(Data for processing):
:::
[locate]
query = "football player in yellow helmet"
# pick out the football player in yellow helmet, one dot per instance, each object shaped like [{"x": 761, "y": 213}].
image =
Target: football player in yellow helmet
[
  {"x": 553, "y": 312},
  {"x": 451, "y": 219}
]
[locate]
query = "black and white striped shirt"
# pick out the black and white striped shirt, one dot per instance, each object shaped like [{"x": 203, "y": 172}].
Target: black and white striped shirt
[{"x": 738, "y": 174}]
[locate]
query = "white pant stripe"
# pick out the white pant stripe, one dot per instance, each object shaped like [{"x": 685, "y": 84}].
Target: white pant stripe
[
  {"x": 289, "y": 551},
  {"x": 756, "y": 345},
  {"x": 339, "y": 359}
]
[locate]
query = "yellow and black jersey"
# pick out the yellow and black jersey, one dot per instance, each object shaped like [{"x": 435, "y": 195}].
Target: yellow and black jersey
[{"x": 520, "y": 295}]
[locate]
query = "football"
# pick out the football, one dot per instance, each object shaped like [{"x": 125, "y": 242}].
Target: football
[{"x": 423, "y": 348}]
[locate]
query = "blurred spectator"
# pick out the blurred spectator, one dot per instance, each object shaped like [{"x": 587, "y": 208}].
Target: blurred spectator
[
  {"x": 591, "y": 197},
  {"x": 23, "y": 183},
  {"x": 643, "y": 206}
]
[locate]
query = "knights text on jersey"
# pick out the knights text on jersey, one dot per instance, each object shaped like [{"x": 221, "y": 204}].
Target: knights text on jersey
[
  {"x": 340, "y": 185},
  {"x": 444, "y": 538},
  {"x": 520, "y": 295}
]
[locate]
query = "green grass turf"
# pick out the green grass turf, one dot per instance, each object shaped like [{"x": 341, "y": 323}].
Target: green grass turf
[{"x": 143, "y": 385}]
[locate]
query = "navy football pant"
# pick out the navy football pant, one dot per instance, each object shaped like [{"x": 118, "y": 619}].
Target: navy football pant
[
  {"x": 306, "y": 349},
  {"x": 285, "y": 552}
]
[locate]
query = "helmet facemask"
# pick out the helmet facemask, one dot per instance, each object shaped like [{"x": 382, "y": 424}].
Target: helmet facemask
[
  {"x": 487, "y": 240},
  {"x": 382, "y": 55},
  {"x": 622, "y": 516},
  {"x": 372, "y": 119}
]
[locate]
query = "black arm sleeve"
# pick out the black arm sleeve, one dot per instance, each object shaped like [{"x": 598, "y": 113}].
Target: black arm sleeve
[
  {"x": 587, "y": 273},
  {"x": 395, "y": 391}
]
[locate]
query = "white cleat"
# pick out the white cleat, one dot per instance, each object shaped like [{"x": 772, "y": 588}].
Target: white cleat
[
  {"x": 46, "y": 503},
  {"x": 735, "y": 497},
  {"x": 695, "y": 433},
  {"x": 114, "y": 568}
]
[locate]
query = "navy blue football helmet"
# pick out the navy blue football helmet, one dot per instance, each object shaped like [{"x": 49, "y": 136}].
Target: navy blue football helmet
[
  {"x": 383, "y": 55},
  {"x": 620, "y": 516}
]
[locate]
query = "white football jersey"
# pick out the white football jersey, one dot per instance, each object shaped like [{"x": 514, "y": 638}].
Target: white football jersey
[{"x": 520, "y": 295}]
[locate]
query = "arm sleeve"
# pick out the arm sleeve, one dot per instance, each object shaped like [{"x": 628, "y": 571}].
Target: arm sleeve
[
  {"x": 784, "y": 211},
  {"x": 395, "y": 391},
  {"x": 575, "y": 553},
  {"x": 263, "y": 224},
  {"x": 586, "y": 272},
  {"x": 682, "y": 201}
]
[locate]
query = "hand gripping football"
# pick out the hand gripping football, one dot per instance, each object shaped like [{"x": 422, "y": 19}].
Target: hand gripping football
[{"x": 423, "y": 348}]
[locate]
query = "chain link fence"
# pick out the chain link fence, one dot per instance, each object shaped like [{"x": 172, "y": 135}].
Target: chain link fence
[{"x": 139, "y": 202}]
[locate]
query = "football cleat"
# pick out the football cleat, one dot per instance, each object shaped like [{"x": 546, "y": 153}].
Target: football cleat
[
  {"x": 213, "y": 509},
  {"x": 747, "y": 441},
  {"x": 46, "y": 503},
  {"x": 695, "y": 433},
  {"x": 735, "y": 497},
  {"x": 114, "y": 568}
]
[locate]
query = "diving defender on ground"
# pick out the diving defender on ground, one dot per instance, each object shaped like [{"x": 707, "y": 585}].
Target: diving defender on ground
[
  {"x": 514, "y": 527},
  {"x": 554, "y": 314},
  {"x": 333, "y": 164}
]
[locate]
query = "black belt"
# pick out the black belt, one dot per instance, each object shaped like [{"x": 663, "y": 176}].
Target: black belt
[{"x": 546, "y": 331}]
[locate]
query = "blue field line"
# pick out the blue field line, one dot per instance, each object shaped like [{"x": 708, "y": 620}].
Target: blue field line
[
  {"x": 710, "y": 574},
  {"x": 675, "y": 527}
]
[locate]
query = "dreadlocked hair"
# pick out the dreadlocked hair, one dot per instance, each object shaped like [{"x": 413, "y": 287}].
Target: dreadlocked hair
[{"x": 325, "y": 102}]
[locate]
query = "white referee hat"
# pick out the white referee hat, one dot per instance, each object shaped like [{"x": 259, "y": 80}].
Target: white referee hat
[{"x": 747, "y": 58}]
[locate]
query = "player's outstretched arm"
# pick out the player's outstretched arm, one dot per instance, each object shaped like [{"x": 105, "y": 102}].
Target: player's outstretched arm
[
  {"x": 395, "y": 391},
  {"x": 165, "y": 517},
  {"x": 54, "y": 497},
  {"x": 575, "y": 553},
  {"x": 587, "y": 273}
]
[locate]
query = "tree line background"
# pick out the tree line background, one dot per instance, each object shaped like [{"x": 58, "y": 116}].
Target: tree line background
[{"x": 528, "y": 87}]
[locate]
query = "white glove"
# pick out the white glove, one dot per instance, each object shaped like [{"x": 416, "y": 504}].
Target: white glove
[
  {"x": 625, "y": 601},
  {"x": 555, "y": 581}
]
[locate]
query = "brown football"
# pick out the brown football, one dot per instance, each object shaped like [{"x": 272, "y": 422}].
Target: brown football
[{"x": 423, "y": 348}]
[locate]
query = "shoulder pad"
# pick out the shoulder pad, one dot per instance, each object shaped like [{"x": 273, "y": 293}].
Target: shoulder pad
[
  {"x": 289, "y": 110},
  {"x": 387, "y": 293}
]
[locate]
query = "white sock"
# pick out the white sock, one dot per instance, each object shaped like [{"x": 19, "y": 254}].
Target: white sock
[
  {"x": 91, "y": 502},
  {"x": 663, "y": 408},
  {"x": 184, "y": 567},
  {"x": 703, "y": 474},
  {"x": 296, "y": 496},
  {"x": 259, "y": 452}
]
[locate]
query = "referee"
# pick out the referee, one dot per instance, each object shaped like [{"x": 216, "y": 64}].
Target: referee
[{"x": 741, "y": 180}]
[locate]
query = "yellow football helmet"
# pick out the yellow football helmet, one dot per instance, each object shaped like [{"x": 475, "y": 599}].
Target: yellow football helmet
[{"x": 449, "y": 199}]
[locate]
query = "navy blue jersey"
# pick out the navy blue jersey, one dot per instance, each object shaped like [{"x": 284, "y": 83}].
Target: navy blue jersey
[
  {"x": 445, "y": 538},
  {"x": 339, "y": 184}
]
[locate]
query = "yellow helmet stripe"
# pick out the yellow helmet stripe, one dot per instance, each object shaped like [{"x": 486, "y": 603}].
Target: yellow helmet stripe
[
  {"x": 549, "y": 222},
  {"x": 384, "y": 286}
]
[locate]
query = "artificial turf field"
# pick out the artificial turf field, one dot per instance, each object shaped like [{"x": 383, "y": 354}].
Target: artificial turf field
:::
(Brief):
Every record shown above should be written out again exactly.

(Task response):
[locate]
query = "football player in yellow helmet"
# pick out the football player in yellow helmet, one dot per instance, each object shaped like [{"x": 761, "y": 213}].
image =
Target: football player in yellow helmet
[
  {"x": 553, "y": 312},
  {"x": 451, "y": 219}
]
[locate]
query = "black and white striped shirt"
# pick out the black and white striped shirt, one dot per instance, each object shaped like [{"x": 203, "y": 172}].
Target: black and white striped shirt
[{"x": 738, "y": 174}]
[locate]
query = "white pant stripe"
# pick out the white pant stripe, one dot per instance, each object shaped like [{"x": 685, "y": 84}].
Target: white pant stripe
[
  {"x": 289, "y": 551},
  {"x": 756, "y": 345},
  {"x": 339, "y": 359}
]
[locate]
query = "yellow and black jersey"
# pick out the yellow and black jersey, one dot per instance, each object shaped like [{"x": 435, "y": 195}].
Target: yellow and black jersey
[{"x": 520, "y": 295}]
[locate]
query = "football"
# pick out the football, one dot per instance, each object shaped like [{"x": 125, "y": 242}].
Target: football
[{"x": 423, "y": 348}]
[locate]
query = "blurred spectator"
# pick out the blurred spectator, one dot per instance, each object shaped like [{"x": 587, "y": 208}].
Target: blurred spectator
[
  {"x": 591, "y": 197},
  {"x": 23, "y": 183},
  {"x": 643, "y": 206}
]
[locate]
query = "knights text on jersey"
# pick out the knights text on jersey, one dot per instance, each object shaped like [{"x": 221, "y": 204}].
Target: knights text on jersey
[
  {"x": 340, "y": 185},
  {"x": 444, "y": 538},
  {"x": 520, "y": 295}
]
[locate]
query = "green grass turf"
# pick out the green grass turf, one dot per instance, each object shaped like [{"x": 341, "y": 323}].
Target: green grass turf
[{"x": 143, "y": 385}]
[locate]
query = "navy football pant"
# pick out the navy football pant, one dot per instance, each object shaped like [{"x": 118, "y": 619}].
Target: navy football pant
[
  {"x": 306, "y": 349},
  {"x": 285, "y": 552}
]
[locate]
query = "helmet facemask"
# pick out the helmet facemask, one dot per instance, each object shaped like [{"x": 382, "y": 424}].
Target: helmet facemask
[
  {"x": 487, "y": 240},
  {"x": 382, "y": 55},
  {"x": 622, "y": 516},
  {"x": 372, "y": 119}
]
[locate]
query = "black arm sleeve"
# pick out the black arm sleeve, one dot per instance, each object shaped like [{"x": 598, "y": 113}].
Target: black arm sleeve
[
  {"x": 587, "y": 273},
  {"x": 395, "y": 391}
]
[locate]
query = "white cleat"
# pick out the white cleat, one dot per instance, each object shaped like [{"x": 772, "y": 588}].
Target: white cleat
[
  {"x": 46, "y": 503},
  {"x": 735, "y": 497},
  {"x": 695, "y": 433},
  {"x": 114, "y": 568}
]
[locate]
query = "navy blue football helmet"
# pick out the navy blue football helmet, one dot per instance, each object shaped like [{"x": 49, "y": 136}].
Target: navy blue football helmet
[
  {"x": 383, "y": 55},
  {"x": 620, "y": 516}
]
[locate]
query = "white football jersey"
# pick out the white football jersey, one dot per instance, each object shaped like [{"x": 514, "y": 638}].
Target: white football jersey
[{"x": 520, "y": 295}]
[locate]
query = "arm sleeve"
# pick out the arm sleeve, one dot per instance, each object shaped like [{"x": 628, "y": 571}].
Target: arm sleeve
[
  {"x": 784, "y": 211},
  {"x": 395, "y": 391},
  {"x": 575, "y": 553},
  {"x": 263, "y": 224},
  {"x": 586, "y": 272},
  {"x": 682, "y": 201}
]
[locate]
query = "hand gripping football"
# pick out the hand gripping football, one dot per instance, each object shaped like [{"x": 422, "y": 19}].
Target: hand gripping football
[{"x": 423, "y": 348}]
[locate]
query = "chain link fence"
# pick out the chain link fence, one dot per instance, each object shaped like [{"x": 172, "y": 135}].
Target: chain link fence
[{"x": 139, "y": 202}]
[locate]
query = "football cleat"
# pick out the football cleat, one dot per instance, each object shaped like [{"x": 546, "y": 153}].
Target: football cleat
[
  {"x": 213, "y": 509},
  {"x": 747, "y": 441},
  {"x": 46, "y": 503},
  {"x": 695, "y": 433},
  {"x": 735, "y": 497},
  {"x": 114, "y": 568}
]
[locate]
query = "diving defender on ground"
# pick out the diving defender on ground, one dot per instance, each object shaped like [{"x": 707, "y": 585}].
Target: diving defender on ground
[
  {"x": 514, "y": 527},
  {"x": 554, "y": 314},
  {"x": 333, "y": 164}
]
[locate]
query = "black belt"
# pick out the black belt, one dot per instance, each object shaped like [{"x": 663, "y": 176}].
Target: black belt
[{"x": 546, "y": 331}]
[locate]
query = "blue field line"
# pick out the blue field line, one dot per instance, each object shaped like [{"x": 708, "y": 620}].
Target: blue field line
[
  {"x": 710, "y": 574},
  {"x": 675, "y": 527}
]
[locate]
query = "dreadlocked hair"
# pick out the dreadlocked hair, one dot per instance, each object shaped like [{"x": 413, "y": 287}].
Target: dreadlocked hair
[{"x": 325, "y": 102}]
[locate]
query = "white referee hat"
# pick out the white referee hat, one dot per instance, each object shaped like [{"x": 259, "y": 80}].
Target: white referee hat
[{"x": 747, "y": 58}]
[locate]
query = "player's outstretched arm"
# pick out the player's outstretched arm, one dot per instance, each object shaped like [{"x": 105, "y": 102}].
Target: player's outstretched arm
[
  {"x": 395, "y": 391},
  {"x": 165, "y": 517},
  {"x": 54, "y": 497},
  {"x": 575, "y": 553},
  {"x": 587, "y": 273}
]
[locate]
query = "tree line background"
# pick out the tree line background, one dot per instance, each object shaped like [{"x": 58, "y": 116}].
Target: tree line background
[{"x": 528, "y": 87}]
[locate]
query = "white glove"
# pick out the white glove, one dot per instance, each object shaped like [{"x": 416, "y": 504}].
Target: white glove
[
  {"x": 625, "y": 601},
  {"x": 555, "y": 581}
]
[locate]
query = "brown football"
# pick out the brown football, one dot per instance, each object shaped like [{"x": 272, "y": 422}].
Target: brown football
[{"x": 423, "y": 348}]
[locate]
query = "shoulder pad"
# pick out the shoulder pad, one dot per instance, each object shaped like [{"x": 273, "y": 293}].
Target: shoulder pad
[
  {"x": 289, "y": 110},
  {"x": 387, "y": 293}
]
[locate]
query = "white sock"
# pick out the white sock, one dot per instance, each object shaped like [{"x": 19, "y": 254}].
Target: white sock
[
  {"x": 91, "y": 502},
  {"x": 663, "y": 408},
  {"x": 184, "y": 567},
  {"x": 703, "y": 474},
  {"x": 296, "y": 496},
  {"x": 259, "y": 452}
]
[locate]
query = "referee"
# pick out the referee, one dot per instance, each object shaped like [{"x": 216, "y": 64}].
Target: referee
[{"x": 741, "y": 180}]
[locate]
query = "yellow football helmet"
# pick out the yellow football helmet, one dot per instance, each object shaped like [{"x": 475, "y": 599}].
Target: yellow football helmet
[{"x": 449, "y": 199}]
[locate]
query = "navy blue jersey"
# pick out the navy blue jersey, one dot per instance, each object shaped like [{"x": 284, "y": 83}].
Target: navy blue jersey
[
  {"x": 445, "y": 538},
  {"x": 339, "y": 184}
]
[locate]
query = "yellow helmet stripe"
# pick out the yellow helmet stripe, one dot per instance, each object shaped like [{"x": 486, "y": 603}].
Target: yellow helmet stripe
[
  {"x": 549, "y": 222},
  {"x": 384, "y": 286}
]
[locate]
query = "artificial turf field"
# pick out the artificial turf field, one dot per instance, each object shaped like [{"x": 383, "y": 354}].
Target: artificial turf field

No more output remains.